## Start GIVEN DATA
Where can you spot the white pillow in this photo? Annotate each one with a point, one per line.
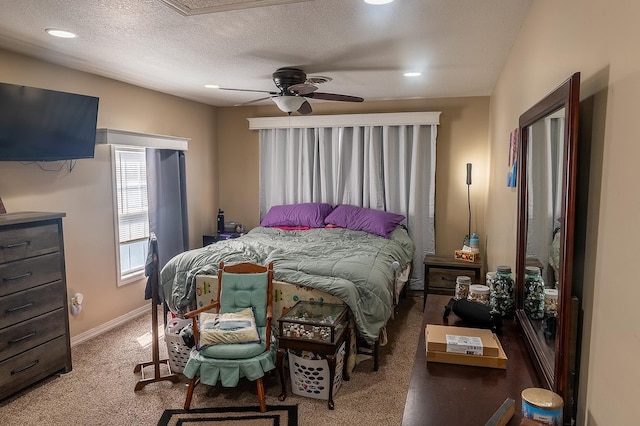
(228, 328)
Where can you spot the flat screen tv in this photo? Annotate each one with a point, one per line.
(46, 125)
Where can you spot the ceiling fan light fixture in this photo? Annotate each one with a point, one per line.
(288, 104)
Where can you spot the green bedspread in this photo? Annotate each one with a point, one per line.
(352, 265)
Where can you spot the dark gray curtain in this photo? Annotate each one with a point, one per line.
(166, 190)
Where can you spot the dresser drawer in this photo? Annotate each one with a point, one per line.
(27, 304)
(22, 242)
(39, 361)
(28, 334)
(27, 273)
(443, 281)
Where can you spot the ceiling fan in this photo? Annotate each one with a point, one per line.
(294, 90)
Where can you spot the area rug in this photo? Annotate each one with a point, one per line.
(276, 415)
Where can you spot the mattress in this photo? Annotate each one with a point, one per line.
(357, 267)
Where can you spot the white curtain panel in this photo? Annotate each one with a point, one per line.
(388, 168)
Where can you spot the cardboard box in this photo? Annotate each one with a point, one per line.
(437, 341)
(467, 256)
(498, 361)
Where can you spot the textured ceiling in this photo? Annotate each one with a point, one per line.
(459, 45)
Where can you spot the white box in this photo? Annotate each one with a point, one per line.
(310, 377)
(178, 351)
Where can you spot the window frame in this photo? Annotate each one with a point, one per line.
(128, 278)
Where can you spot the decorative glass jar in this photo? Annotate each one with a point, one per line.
(550, 302)
(533, 293)
(502, 294)
(462, 287)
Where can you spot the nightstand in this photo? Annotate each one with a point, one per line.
(440, 274)
(210, 239)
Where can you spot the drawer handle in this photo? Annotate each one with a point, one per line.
(20, 339)
(33, 364)
(11, 310)
(17, 277)
(24, 243)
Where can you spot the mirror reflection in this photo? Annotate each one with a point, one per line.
(546, 309)
(544, 167)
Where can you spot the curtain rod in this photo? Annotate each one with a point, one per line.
(346, 120)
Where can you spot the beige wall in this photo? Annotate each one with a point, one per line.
(84, 194)
(597, 38)
(462, 138)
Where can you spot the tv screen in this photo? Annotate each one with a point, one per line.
(46, 125)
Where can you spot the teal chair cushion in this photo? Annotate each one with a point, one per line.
(240, 291)
(227, 363)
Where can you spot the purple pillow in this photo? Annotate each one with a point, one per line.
(303, 214)
(357, 218)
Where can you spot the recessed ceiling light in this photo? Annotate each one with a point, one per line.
(60, 33)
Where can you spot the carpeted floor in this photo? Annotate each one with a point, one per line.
(100, 389)
(276, 415)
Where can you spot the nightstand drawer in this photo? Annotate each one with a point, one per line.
(27, 304)
(27, 273)
(28, 334)
(24, 242)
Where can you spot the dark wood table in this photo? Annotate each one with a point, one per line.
(320, 315)
(453, 267)
(460, 395)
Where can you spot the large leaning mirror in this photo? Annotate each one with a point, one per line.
(546, 209)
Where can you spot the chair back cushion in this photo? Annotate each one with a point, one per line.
(240, 291)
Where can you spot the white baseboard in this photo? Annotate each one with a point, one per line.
(90, 334)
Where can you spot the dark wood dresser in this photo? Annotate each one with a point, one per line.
(34, 324)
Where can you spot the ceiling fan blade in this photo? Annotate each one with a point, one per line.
(271, 92)
(305, 108)
(302, 89)
(333, 97)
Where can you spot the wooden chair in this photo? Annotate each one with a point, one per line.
(239, 287)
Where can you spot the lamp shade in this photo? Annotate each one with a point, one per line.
(288, 104)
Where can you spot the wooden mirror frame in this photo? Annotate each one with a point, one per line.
(555, 369)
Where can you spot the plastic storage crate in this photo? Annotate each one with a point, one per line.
(178, 351)
(310, 377)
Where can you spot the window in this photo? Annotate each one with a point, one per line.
(130, 176)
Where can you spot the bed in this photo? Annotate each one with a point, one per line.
(353, 256)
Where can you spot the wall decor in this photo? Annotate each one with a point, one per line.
(512, 163)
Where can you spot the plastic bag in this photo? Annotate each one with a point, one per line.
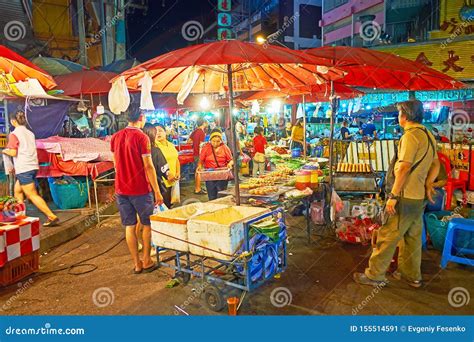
(175, 194)
(337, 205)
(159, 208)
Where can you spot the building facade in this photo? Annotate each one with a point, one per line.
(293, 23)
(51, 28)
(438, 33)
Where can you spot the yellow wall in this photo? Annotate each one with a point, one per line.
(437, 54)
(442, 42)
(450, 9)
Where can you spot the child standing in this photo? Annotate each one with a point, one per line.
(259, 144)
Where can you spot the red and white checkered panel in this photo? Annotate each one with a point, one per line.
(18, 238)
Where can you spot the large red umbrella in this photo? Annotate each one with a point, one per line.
(22, 69)
(228, 66)
(375, 69)
(85, 82)
(205, 68)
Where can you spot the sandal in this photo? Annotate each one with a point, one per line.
(135, 271)
(150, 269)
(51, 223)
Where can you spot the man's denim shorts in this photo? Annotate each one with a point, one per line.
(26, 178)
(131, 206)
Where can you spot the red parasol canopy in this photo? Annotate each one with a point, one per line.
(21, 69)
(375, 69)
(85, 82)
(254, 67)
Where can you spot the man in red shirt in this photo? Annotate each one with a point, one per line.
(198, 137)
(259, 144)
(135, 180)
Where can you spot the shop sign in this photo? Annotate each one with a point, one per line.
(223, 34)
(224, 5)
(224, 19)
(424, 96)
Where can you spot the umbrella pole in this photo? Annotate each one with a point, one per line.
(233, 135)
(177, 130)
(304, 128)
(331, 136)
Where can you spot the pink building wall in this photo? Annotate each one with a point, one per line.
(344, 11)
(346, 31)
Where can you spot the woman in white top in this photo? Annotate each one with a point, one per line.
(22, 147)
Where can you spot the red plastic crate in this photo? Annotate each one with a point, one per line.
(19, 268)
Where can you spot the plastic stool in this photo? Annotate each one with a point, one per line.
(463, 225)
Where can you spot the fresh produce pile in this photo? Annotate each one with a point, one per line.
(254, 183)
(263, 190)
(350, 167)
(280, 150)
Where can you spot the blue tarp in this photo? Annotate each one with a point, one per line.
(44, 121)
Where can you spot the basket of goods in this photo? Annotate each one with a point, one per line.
(10, 209)
(216, 174)
(356, 230)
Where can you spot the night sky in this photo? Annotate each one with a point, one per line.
(160, 30)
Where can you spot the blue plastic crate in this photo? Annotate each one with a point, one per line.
(437, 231)
(69, 196)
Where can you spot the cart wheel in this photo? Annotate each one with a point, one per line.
(213, 298)
(183, 277)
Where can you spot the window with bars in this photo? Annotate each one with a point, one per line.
(332, 4)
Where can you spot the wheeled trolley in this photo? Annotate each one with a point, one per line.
## End GIVEN DATA
**EXERCISE INSTRUCTIONS**
Reproduce the entire listing above word for word, omitting the pictures.

**FULL ANSWER**
Where can you spot the white pillow in this photo? Annotate each one with a point, one per line.
(228, 328)
Where can you spot the flat screen tv in this photo? Annotate each one with a point, one per line.
(46, 125)
Where can you spot the ceiling fan light fixture in this photo? Annotate each one with a point, one per line.
(288, 104)
Where can you spot the green bedspread in this photo? Annotate each one with a point, one per line.
(352, 265)
Where can you spot the dark gray curtain in this photo? Annotate each one with a point, one per line.
(166, 190)
Where can you spot the dresser drawer in this photo? Annotate each one with a point, one per line.
(27, 304)
(22, 242)
(39, 361)
(28, 334)
(27, 273)
(443, 281)
Where can you spot the ceiling fan in this photo? Annotate each one with a point, one per line.
(294, 90)
Where can you spot the area rug in this photo? Annotate each one with a point, one per line.
(276, 415)
Where can you spot the mattress in this photo? Annotate each one with a point, one per line.
(357, 267)
Where can you spot the white curtain panel in this photo? Annotate each one with a point, one per line.
(388, 168)
Where can you spot the cardboard box in this photo? Annotate each one with a point, one per line.
(437, 341)
(467, 256)
(498, 361)
Where can you spot the textured ceiling in this photo? Annotate each one with a point, one per line.
(459, 45)
Where can you spot the white box in this photo? Annotate each one with a point, one per line.
(310, 377)
(178, 351)
Where can you spot the window frame in this photo? Annotate each one with a point, one per line.
(128, 278)
Where can you spot the decorative glass jar in this photo? Annotate each one with a point, one per line.
(550, 302)
(533, 293)
(502, 294)
(462, 287)
Where can you spot the nightstand in this photo? Annotate each one with a point, one per line.
(440, 274)
(210, 239)
Where can you spot the drawer handle in this photo? Annotate each one with a point, one per line.
(20, 339)
(33, 364)
(11, 310)
(17, 277)
(24, 243)
Where can you spot the mirror reflection in this photo? Annotate each one with a point, one per line.
(546, 309)
(544, 167)
Where can you spot the curtain rod in this photo? Annotate each one with a point, one per line.
(346, 120)
Where can you spot the beige wall in this photo? Annotate each one with a point, one per line.
(84, 194)
(597, 38)
(462, 138)
Where can you spot the tv screen in this photo? Annotate each one with a point, one per line.
(46, 125)
Where can you spot the teal chair cushion in this photo? Annotate each one with a point, one per line.
(240, 291)
(227, 363)
Where can you spot the purple pillow in this photo? Annotate each one with a point, one per line.
(303, 214)
(357, 218)
Where can you spot the recessed ceiling light in this photo? Annotate each one with a point, one per line.
(60, 33)
Where can you spot the carpeted floor in this photo? Annotate each one with a point, one per line.
(100, 389)
(276, 415)
Where can you spot the nightstand drawer in this photo? Annotate each one with a point, one per line.
(27, 304)
(27, 273)
(28, 334)
(24, 242)
Where can you spot the dark wood table in this photo? Annotate each one with a point, one per line.
(320, 315)
(453, 267)
(460, 395)
Where can you spot the large leaning mirror in this photo? Annotate each one with a point, one per line.
(546, 209)
Where can you spot the chair back cushion in this photo? Annotate each one with a point, one per line.
(240, 291)
Where can you spot the white baseboard in this photo? Annotate each one with a point, one per line.
(90, 334)
Where can you spot the dark wood dresser in this photo? Annotate each one with a point, one per line.
(34, 324)
Where can you spot the ceiling fan blade in this photo? Annotate each one with a point, one per line.
(271, 92)
(305, 108)
(302, 89)
(333, 97)
Where can you spot the wooden chair in this photo? Annotate each one with a point, one per line.
(239, 287)
Where can you spot the lamp shade in this photo? Annotate each one with a point, one per line.
(288, 104)
Where can you spot the wooden mirror frame in this photo? Annotate each one with a point, one per line.
(555, 369)
Where can you spot the plastic storage crate in this photo? Annotate each one with a point, one per line.
(178, 351)
(310, 377)
Where can you spot the window in this photo? Annotate each one with a point, one per line.
(130, 176)
Where can you spot the bed in this photo? Annotate each one with a point, one per line.
(353, 256)
Where can you spot the wall decor in this photo? Annotate each one with a point, one per line.
(512, 163)
Where can you spot the plastic bag in this photo? Annotate each one with a point, one per line.
(175, 194)
(337, 205)
(159, 208)
Where can you spot the building facade in this photo? Annotate each one with a point, one per line.
(293, 23)
(51, 28)
(438, 33)
Where can you spot the yellow wall in this photo? Annotate each one with a point, one per line.
(437, 54)
(442, 42)
(450, 9)
Where can you spot the child standing in this photo? Annotate each one with a point, one per line.
(259, 144)
Where can you spot the red and white checkered panel in this photo? Annotate each one with a point, one per line.
(18, 238)
Where can you spot the large red umbrella in this photo? Annotate each one with a point, one per line.
(22, 69)
(228, 66)
(375, 69)
(85, 82)
(205, 68)
Where can you spot the sandal in this photo? Annotate each one with a point, one per line.
(135, 271)
(150, 269)
(51, 223)
Where can you spot the man's denim shorts in this photo? Annotate each one with a point, one per line.
(26, 178)
(131, 206)
Where can you spot the red parasol canopy in this photo? Annotate each one with a point, one per line.
(21, 69)
(375, 69)
(85, 82)
(254, 67)
Where can you spot the man in red shirt in this photo? Annotate each one with a point, one per line.
(198, 137)
(259, 144)
(135, 180)
Where can you spot the shop sign in this photo? Annotate each one with a point, one per line.
(223, 34)
(224, 5)
(224, 19)
(424, 96)
Where can you spot the umbrella pole in this photo? Annotate each one with a point, one per line.
(233, 135)
(177, 130)
(304, 128)
(331, 136)
Where can you spot the pink building wall in this photo? Annotate each one with a point, one per line.
(344, 11)
(346, 31)
Where can you spot the woman in white top in this photo? Annotate each one with a point, one per line.
(22, 147)
Where can you spot the red plastic crate in this photo? Annotate each one with a point, one per line.
(19, 268)
Where can you spot the plastic stool in this photo? Annotate each one with a point, one per line.
(463, 225)
Where can you spot the fresh produce pile in this photo? Annotate each one with a point, one per line.
(254, 183)
(263, 190)
(350, 167)
(280, 150)
Where can you spot the blue tarp in this photo? Annotate each one with a point, one per line.
(44, 121)
Where can you spot the basket of goods in this photo? Annotate each one with a point, one per line.
(10, 209)
(216, 174)
(356, 230)
Where can you spot the night sky in this photo? Annotate each one with a point, one per line.
(160, 30)
Where can you spot the blue plastic crate in this photo? Annotate each one with a point, one per line.
(437, 231)
(69, 196)
Where can you spot the cart wheel in this photo? Annotate each one with a point, one per line.
(213, 298)
(183, 277)
Where can you spot the window with bars in this photo? Annotate each one with a point, one per line.
(332, 4)
Where can you spot the wheeled trolley in this photo? Annotate each one with a point, one per line.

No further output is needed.